(AIM OF THE TASK)
Examine the records and identify each line that includes the string "shirt". Copy those lines.

(RECORDS SUPPLIED)

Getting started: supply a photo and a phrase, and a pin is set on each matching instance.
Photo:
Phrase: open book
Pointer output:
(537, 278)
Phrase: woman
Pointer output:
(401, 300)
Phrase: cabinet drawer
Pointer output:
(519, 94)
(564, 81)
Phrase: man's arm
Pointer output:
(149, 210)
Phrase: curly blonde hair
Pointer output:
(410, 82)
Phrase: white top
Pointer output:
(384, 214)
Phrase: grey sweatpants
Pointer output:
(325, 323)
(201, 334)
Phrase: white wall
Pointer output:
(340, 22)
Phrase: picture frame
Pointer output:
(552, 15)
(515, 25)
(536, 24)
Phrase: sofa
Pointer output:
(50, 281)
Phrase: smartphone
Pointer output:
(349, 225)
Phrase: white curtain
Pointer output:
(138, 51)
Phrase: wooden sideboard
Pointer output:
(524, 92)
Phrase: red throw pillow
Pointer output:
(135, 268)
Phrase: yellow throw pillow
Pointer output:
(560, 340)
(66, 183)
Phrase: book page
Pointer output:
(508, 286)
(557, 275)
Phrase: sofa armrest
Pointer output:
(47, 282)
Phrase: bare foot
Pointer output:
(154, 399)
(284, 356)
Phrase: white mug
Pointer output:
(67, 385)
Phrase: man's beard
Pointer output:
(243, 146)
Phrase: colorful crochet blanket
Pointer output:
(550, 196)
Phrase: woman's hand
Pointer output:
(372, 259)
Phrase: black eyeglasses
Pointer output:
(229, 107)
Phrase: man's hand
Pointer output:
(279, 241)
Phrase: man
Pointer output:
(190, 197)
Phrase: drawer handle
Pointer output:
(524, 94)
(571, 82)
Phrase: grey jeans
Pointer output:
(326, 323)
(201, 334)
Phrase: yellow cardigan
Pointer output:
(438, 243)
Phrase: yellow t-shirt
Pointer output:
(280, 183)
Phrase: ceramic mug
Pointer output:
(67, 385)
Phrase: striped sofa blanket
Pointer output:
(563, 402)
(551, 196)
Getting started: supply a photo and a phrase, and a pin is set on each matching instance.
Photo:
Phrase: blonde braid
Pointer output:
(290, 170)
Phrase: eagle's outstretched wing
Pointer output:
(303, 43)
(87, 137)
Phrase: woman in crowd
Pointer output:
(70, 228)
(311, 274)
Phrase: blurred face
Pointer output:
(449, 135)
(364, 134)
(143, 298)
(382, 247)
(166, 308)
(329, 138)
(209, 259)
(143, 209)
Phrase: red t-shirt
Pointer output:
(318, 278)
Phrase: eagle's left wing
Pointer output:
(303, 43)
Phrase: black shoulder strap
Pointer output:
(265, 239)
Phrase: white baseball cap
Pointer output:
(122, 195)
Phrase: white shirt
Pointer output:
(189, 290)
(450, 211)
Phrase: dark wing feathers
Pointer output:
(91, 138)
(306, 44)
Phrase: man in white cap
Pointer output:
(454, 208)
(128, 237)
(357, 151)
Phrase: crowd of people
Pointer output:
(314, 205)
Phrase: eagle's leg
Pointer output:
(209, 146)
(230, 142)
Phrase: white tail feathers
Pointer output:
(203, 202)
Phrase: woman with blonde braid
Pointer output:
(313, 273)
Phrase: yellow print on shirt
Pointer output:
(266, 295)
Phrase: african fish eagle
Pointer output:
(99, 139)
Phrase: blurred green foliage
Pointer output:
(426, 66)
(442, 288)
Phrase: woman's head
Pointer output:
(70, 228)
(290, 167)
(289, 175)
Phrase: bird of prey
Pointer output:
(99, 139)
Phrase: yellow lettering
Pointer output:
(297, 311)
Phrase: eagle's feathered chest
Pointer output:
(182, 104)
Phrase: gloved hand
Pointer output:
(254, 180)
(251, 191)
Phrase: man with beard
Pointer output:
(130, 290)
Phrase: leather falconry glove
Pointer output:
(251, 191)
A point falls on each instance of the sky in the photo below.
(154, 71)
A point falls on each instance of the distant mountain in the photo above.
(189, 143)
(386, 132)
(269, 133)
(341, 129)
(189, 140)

(SOLUTION TO THIS EXERCISE)
Phrase: yellow t-shirt
Phrase: red t-shirt
Phrase: white shirt
Phrase: yellow print on shirt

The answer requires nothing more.